### Do this
Rewrite the records as a JSON list of strings, one string per line and no blank lines, from the line containing "Indicate the bus windshield" through the end of the records, both ends included. Leave the pictures out.

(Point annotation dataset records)
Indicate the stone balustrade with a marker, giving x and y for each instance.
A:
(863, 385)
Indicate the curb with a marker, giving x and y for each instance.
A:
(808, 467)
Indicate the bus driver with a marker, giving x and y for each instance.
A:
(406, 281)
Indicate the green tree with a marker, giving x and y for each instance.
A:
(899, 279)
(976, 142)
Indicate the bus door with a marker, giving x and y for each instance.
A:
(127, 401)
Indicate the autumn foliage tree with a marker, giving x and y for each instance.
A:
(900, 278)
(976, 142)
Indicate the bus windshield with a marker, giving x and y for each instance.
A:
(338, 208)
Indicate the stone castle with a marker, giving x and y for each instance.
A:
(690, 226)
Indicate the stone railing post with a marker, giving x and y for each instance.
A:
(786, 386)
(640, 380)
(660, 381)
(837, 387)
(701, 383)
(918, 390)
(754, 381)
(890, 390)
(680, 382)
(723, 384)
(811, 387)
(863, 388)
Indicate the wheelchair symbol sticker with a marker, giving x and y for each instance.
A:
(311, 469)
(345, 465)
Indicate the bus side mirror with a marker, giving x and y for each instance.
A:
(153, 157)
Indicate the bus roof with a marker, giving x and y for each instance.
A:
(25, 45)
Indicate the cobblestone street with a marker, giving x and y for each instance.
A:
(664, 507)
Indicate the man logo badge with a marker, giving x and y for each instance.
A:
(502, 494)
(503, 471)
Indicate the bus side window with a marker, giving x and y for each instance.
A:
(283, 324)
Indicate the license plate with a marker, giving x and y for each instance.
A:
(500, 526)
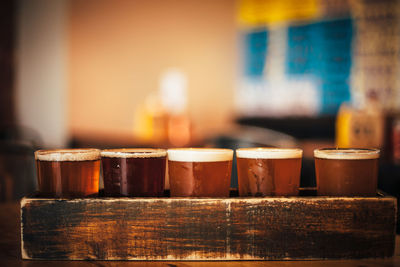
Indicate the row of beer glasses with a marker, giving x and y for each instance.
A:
(203, 172)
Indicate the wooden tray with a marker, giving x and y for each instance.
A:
(271, 228)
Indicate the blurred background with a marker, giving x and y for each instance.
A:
(173, 73)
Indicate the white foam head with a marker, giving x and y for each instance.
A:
(134, 153)
(80, 154)
(346, 153)
(269, 153)
(200, 154)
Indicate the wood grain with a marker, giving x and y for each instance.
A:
(208, 229)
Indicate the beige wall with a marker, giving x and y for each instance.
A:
(118, 50)
(41, 70)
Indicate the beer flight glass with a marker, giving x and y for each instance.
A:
(269, 171)
(200, 172)
(68, 172)
(346, 172)
(134, 172)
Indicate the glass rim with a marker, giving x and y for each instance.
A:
(347, 153)
(269, 153)
(67, 154)
(200, 154)
(133, 153)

### Problem solution
[
  "Indicate the bus windshield with a marker, giving x and y for each instance.",
  "A:",
  "(338, 208)",
  "Indicate the stone castle with a marker, giving x and y for each instance.",
  "A:",
  "(690, 226)",
  "Indicate the stone railing post with a marker, giving x and y for each instance.",
  "A:",
  "(786, 386)",
  "(640, 380)",
  "(660, 381)",
  "(837, 387)",
  "(701, 383)",
  "(918, 390)",
  "(754, 381)",
  "(890, 390)",
  "(680, 382)",
  "(723, 384)",
  "(811, 387)",
  "(863, 388)",
  "Indicate the wheelchair symbol sticker with a marker, giving x and y for each instance.",
  "A:",
  "(311, 469)",
  "(345, 465)",
  "Indicate the bus side mirror with a marker, giving x and y for each instance.",
  "A:",
  "(153, 157)",
  "Indicate the bus roof with a marker, giving x and y for each instance.",
  "A:",
  "(25, 45)",
  "Indicate the cobblestone street with a marker, giving x and y for each instance.",
  "A:",
  "(664, 507)",
  "Indicate the man logo badge with a marker, giving x and y for each instance.",
  "A:",
  "(502, 494)",
  "(503, 471)",
  "Indicate the bus side window with a marker, giving x and y for each instance.",
  "A:",
  "(283, 324)",
  "Indicate the license plate with a marker, giving x and y for each instance.",
  "A:",
  "(500, 526)",
  "Indicate the row of beer glasses with a marker, giving x and y for each instance.",
  "A:",
  "(203, 172)",
  "Indicate the wooden tray with a marker, giving x and y for each instance.",
  "A:",
  "(271, 228)",
  "Indicate the blurred background with a marker, giving x and y for each instance.",
  "A:",
  "(173, 73)",
  "Indicate the white foam head with a marker, giving x and y for each instance.",
  "A:",
  "(134, 153)",
  "(80, 154)",
  "(346, 153)",
  "(269, 153)",
  "(200, 154)",
  "Indicate the wood grain with a marker, giving x and y for each instance.",
  "A:",
  "(208, 229)",
  "Indicate the beige wall with a marker, giving x and y for each instance.",
  "A:",
  "(118, 50)",
  "(41, 70)",
  "Indicate the beer flight glass with a marker, giving x and y for each instance.",
  "A:",
  "(269, 171)",
  "(200, 172)",
  "(68, 172)",
  "(346, 172)",
  "(134, 172)",
  "Indicate the glass rim with a marker, giving x and y for each instance.",
  "A:",
  "(347, 153)",
  "(269, 153)",
  "(67, 154)",
  "(200, 154)",
  "(133, 153)"
]